Material shown:
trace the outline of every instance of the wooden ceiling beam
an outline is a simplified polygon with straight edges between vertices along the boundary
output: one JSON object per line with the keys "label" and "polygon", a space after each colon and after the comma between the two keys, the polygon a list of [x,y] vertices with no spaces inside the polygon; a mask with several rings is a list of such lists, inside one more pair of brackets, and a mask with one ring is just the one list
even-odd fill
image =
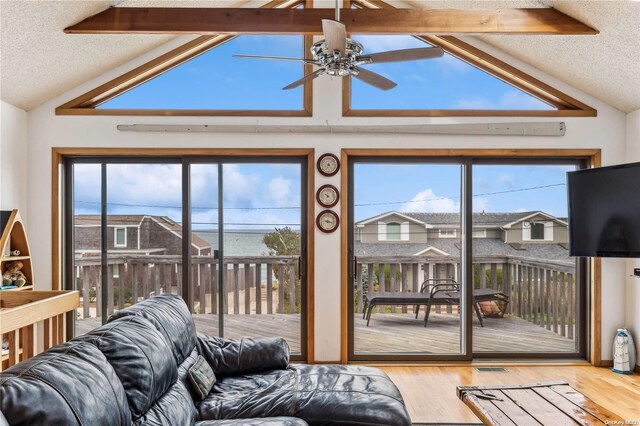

Your task: Pull each line containing "outline" from the records.

Written solution:
trace the outline of every instance of the wooden ceiling beam
an outline is a simplified polygon with straight edges between vertices along the boundary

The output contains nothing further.